◆ Exercise description ◆
Once the line containing "104L554 103L555 109L549" is found, return it and every line that follows, up to and including the final line of the material, exactly as written.

◆ Supplied records ◆
--

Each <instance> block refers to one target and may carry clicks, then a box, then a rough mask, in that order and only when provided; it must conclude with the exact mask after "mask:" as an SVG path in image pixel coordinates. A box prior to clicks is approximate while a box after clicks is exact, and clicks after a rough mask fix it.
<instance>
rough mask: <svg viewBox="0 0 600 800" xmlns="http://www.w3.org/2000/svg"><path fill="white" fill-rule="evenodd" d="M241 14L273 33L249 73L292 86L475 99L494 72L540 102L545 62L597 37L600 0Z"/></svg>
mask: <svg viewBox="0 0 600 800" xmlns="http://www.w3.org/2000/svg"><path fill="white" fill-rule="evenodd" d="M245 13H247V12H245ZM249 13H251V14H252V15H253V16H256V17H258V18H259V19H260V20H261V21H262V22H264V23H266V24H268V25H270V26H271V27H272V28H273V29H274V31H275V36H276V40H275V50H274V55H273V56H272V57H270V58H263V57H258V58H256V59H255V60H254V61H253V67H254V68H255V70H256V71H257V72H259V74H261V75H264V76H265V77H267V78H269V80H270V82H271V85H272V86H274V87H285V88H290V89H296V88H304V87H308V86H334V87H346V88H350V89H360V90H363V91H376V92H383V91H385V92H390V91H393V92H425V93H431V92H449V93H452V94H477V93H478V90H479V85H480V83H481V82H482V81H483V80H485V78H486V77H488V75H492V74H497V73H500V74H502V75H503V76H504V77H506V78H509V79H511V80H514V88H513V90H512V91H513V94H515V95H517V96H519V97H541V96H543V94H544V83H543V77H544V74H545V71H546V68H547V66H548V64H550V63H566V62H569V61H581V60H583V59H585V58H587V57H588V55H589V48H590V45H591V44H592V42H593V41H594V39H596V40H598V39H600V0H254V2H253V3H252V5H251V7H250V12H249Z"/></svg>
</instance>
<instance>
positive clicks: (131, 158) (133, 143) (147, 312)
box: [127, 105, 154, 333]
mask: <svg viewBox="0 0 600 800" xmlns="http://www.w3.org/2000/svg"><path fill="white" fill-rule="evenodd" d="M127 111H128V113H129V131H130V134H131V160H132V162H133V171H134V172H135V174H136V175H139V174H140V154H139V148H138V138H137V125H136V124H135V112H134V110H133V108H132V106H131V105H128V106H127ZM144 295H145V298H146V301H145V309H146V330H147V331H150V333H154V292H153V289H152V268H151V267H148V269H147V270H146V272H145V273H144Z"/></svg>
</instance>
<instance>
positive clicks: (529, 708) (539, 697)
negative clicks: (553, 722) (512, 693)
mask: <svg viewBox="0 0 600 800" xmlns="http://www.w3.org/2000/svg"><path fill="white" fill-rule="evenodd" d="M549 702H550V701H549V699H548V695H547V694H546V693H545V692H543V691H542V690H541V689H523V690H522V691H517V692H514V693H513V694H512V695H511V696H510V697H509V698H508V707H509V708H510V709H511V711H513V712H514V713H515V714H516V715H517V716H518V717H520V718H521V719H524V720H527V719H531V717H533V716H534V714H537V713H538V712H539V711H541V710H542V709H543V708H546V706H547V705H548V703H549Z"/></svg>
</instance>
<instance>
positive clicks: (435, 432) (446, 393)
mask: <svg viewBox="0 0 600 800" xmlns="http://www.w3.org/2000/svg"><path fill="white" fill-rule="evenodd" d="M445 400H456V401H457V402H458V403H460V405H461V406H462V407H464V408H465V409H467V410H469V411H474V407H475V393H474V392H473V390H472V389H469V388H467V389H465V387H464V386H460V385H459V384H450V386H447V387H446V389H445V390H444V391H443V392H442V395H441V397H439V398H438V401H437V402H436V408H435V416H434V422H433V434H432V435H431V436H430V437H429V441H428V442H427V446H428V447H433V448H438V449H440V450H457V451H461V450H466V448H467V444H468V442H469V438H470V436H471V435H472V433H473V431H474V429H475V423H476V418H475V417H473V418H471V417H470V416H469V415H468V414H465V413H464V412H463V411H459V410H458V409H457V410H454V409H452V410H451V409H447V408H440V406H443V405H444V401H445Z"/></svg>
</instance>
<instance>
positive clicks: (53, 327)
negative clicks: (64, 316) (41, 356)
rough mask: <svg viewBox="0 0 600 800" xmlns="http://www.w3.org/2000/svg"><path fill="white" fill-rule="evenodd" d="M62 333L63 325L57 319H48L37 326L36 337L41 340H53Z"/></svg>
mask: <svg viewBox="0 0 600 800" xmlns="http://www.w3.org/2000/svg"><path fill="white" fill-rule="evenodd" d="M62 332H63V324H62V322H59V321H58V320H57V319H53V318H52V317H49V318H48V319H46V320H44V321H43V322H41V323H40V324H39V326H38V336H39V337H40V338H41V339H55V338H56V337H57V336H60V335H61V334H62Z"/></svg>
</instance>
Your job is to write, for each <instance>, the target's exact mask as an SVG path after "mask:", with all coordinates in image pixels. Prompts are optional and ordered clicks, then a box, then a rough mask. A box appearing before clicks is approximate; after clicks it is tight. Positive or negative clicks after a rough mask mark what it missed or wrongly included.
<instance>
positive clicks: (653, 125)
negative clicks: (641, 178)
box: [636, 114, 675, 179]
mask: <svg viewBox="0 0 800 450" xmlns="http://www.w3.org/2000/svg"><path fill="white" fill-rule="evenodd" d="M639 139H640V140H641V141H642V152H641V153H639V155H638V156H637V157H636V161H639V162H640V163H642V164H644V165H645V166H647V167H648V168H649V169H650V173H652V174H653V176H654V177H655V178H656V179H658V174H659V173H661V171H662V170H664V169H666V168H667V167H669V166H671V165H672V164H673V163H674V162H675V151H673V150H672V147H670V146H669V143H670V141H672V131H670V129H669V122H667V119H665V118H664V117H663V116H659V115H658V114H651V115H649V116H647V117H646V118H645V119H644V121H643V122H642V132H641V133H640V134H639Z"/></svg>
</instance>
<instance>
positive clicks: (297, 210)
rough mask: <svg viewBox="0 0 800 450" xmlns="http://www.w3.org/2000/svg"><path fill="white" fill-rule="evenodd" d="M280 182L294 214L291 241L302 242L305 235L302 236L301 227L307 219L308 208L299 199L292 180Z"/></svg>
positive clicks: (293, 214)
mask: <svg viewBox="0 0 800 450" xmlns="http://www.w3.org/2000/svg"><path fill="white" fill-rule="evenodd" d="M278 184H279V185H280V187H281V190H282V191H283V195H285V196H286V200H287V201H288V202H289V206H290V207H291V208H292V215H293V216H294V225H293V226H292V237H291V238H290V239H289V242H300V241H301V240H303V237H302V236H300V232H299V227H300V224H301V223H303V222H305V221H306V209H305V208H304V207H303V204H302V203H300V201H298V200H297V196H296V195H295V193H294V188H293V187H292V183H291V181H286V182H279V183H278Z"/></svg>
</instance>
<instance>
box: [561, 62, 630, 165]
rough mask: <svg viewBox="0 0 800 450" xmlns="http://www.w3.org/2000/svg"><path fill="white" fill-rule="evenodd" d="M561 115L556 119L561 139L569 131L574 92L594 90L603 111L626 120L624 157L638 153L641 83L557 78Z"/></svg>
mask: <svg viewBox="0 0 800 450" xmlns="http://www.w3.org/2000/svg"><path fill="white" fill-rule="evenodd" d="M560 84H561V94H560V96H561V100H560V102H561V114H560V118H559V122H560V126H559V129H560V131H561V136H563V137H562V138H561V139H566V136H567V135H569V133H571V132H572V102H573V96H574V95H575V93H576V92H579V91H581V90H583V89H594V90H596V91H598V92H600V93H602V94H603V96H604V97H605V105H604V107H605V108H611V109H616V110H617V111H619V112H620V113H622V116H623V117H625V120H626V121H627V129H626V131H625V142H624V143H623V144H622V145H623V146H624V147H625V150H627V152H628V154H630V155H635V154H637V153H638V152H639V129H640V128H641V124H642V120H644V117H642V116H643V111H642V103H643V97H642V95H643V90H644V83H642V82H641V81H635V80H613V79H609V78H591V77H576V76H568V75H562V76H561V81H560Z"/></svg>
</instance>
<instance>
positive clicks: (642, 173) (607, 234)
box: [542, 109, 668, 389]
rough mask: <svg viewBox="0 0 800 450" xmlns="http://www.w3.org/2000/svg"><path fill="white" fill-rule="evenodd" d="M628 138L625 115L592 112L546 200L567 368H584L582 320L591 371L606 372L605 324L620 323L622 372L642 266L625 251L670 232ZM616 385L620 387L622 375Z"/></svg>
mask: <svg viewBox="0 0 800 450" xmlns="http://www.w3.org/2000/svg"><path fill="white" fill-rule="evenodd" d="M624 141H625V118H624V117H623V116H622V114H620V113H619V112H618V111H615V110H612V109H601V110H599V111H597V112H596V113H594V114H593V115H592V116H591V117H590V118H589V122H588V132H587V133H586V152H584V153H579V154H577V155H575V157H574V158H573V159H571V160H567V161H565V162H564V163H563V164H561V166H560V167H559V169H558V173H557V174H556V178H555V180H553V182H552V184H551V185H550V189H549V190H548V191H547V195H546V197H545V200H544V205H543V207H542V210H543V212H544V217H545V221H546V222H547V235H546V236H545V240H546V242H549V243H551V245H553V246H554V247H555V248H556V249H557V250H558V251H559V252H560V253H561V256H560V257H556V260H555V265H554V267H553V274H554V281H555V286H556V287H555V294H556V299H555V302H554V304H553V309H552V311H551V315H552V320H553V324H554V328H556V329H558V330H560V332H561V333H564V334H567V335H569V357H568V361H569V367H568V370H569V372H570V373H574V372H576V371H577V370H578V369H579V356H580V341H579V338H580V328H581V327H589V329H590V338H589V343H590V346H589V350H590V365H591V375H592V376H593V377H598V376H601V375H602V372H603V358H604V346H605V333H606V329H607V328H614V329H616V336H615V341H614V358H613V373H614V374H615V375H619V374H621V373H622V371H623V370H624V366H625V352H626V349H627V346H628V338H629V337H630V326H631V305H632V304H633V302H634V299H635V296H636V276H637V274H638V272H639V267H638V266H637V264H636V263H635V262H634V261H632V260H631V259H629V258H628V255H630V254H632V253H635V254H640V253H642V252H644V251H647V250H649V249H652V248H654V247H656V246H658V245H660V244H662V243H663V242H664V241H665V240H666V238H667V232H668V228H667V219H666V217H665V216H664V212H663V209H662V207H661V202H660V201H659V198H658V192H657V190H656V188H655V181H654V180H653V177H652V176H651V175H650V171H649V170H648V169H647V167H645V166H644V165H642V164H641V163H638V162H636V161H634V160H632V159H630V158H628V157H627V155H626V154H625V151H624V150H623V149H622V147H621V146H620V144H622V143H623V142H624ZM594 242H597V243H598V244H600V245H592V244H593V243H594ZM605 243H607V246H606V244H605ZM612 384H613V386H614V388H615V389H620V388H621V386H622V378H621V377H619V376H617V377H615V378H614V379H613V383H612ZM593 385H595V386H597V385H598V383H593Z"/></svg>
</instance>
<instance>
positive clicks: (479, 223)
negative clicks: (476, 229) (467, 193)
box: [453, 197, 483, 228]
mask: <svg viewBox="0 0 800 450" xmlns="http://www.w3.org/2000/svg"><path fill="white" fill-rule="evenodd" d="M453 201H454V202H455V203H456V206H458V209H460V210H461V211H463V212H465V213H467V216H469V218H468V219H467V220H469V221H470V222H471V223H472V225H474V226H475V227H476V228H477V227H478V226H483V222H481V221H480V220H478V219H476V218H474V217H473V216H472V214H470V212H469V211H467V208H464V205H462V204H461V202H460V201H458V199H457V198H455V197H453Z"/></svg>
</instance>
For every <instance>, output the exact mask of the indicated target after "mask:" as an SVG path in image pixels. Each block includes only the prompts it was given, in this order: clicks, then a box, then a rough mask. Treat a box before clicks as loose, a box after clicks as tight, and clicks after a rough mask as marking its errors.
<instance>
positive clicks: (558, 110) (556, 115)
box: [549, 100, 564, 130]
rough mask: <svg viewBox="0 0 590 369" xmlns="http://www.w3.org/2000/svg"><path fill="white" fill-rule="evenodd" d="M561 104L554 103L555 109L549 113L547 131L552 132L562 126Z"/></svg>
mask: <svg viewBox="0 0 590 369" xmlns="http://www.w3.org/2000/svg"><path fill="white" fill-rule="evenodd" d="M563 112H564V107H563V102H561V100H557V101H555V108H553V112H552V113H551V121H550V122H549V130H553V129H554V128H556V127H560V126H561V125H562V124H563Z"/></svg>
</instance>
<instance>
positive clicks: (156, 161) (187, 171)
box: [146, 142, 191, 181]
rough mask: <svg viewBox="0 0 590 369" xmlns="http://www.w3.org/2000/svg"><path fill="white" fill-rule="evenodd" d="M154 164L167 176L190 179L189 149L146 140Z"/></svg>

--

◆ Response area ◆
rough mask: <svg viewBox="0 0 590 369" xmlns="http://www.w3.org/2000/svg"><path fill="white" fill-rule="evenodd" d="M561 104L554 103L555 109L549 113L547 131L552 132L562 126Z"/></svg>
mask: <svg viewBox="0 0 590 369" xmlns="http://www.w3.org/2000/svg"><path fill="white" fill-rule="evenodd" d="M563 112H564V107H563V102H561V100H557V101H555V108H553V112H552V113H551V121H550V122H549V130H553V129H554V128H556V127H560V126H561V125H562V124H563Z"/></svg>
</instance>
<instance>
positive clicks: (156, 161) (187, 171)
box: [146, 142, 191, 181]
rough mask: <svg viewBox="0 0 590 369" xmlns="http://www.w3.org/2000/svg"><path fill="white" fill-rule="evenodd" d="M154 164L167 176L190 179L189 149L146 140Z"/></svg>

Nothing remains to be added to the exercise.